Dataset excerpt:
====

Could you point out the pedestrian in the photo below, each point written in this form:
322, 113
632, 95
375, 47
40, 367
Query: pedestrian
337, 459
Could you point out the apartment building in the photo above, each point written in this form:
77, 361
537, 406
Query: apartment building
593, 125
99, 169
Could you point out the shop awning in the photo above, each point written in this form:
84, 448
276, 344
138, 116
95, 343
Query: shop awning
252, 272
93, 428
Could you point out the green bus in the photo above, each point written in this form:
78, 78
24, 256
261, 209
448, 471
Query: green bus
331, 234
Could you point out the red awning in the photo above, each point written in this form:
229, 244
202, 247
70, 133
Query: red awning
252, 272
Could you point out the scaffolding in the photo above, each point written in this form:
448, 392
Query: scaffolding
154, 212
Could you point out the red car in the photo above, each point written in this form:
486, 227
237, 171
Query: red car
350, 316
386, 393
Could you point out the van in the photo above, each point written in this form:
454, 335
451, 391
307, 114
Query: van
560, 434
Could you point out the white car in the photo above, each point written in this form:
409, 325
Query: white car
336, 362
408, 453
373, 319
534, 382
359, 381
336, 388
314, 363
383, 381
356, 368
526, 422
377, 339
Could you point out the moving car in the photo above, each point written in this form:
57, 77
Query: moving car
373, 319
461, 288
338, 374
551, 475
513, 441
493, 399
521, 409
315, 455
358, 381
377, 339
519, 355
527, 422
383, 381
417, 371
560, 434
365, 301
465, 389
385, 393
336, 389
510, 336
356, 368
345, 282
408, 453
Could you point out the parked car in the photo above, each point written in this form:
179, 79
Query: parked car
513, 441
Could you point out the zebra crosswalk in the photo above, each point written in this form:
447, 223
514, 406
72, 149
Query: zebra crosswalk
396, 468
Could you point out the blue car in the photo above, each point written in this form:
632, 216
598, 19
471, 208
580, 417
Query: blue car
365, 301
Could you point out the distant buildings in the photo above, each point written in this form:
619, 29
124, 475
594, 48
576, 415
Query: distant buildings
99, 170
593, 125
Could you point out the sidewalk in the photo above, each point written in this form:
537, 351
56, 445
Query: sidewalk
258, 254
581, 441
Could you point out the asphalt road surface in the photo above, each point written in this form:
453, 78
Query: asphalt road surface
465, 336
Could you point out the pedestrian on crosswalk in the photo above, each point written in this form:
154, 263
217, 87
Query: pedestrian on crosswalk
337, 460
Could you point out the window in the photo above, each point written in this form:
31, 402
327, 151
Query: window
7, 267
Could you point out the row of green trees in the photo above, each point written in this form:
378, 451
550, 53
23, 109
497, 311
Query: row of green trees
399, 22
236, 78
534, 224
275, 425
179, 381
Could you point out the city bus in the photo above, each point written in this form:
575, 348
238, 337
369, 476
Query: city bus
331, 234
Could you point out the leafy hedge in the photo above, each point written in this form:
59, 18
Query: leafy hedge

====

Requirements: Reproduce every row above verbatim, keeping each line unchanged and in its original order.

Answer for this exercise:
Could you point out the pedestrian in the photo below, each point written in this form:
322, 113
632, 95
375, 47
40, 367
Query: pedestrian
337, 459
Could you point out the apartment building in the photo above, each point written in this form:
77, 361
537, 406
Query: apartment building
593, 125
99, 169
Could you point out the shop awning in the photo above, each point written in this form:
84, 448
276, 344
138, 116
95, 343
Query: shop awning
252, 272
93, 428
Could you point out the green bus in the photo above, each point written in this form:
78, 78
24, 256
261, 209
448, 471
Query: green bus
331, 234
Could you point out the red awning in the photo above, each point written in this form:
229, 244
202, 247
70, 133
Query: red awning
252, 272
Could you point out the scaffolding in the photo above, each point written in this form:
448, 392
Query: scaffolding
154, 212
Could you point out the red car in the photo above, each point written in this form:
486, 227
237, 171
Query: red car
350, 316
386, 393
Could you point out the van in the photo above, each point written in this form:
454, 335
451, 391
307, 114
Query: van
560, 434
Could you point out the white car in the photo above, each point written in this form:
409, 325
Query: white car
336, 362
408, 453
373, 319
534, 382
359, 381
336, 388
314, 363
383, 381
356, 368
526, 422
377, 339
Could you point out the moving car in the photo above, each point written in this form:
57, 77
Query: moving car
373, 319
461, 288
338, 374
551, 475
513, 441
493, 399
521, 409
315, 455
358, 381
377, 339
519, 355
527, 422
383, 381
417, 371
560, 434
365, 301
465, 389
385, 393
336, 389
510, 336
356, 368
345, 282
408, 453
Could you point out the parked car in the photo above, each point written in this form:
179, 79
Query: parked car
513, 441
Could you point out the zebra crosswalk in the photo above, each point written in this form:
447, 223
514, 406
72, 149
Query: zebra crosswalk
396, 468
Could you point out the blue car in the photo above, each point written in this form:
632, 216
598, 19
471, 208
580, 417
Query: blue car
365, 301
Could you point out the distant buildings in the photo above, each point written in this form:
619, 29
124, 475
594, 48
576, 415
Query: distant buildings
99, 170
593, 125
Could you point out the sidewalk in the photo above, each point written in this form:
537, 351
56, 445
Query: sidewalk
258, 254
581, 441
Could you point out the asphalt road surface in the photo above, each point written in this form:
453, 78
Query: asphalt road surface
465, 336
Could you point out the pedestrian on crosswalk in the photo above, each point written in this form:
154, 263
217, 87
Query: pedestrian on crosswalk
337, 460
Could you point out the window in the photo above, each point written in this form:
31, 402
327, 151
Query: window
7, 267
Could you point out the row of green trees in the photo above, each point written in this form:
378, 451
550, 53
23, 109
497, 311
Query: row of green trees
399, 22
236, 78
534, 224
275, 425
179, 381
Could you point out the city bus in the photo above, each point written in this form:
575, 348
238, 337
369, 476
Query: city bus
331, 234
Could you point out the leafy hedge in the photo above, each point written in this form:
59, 18
Query: leafy hedge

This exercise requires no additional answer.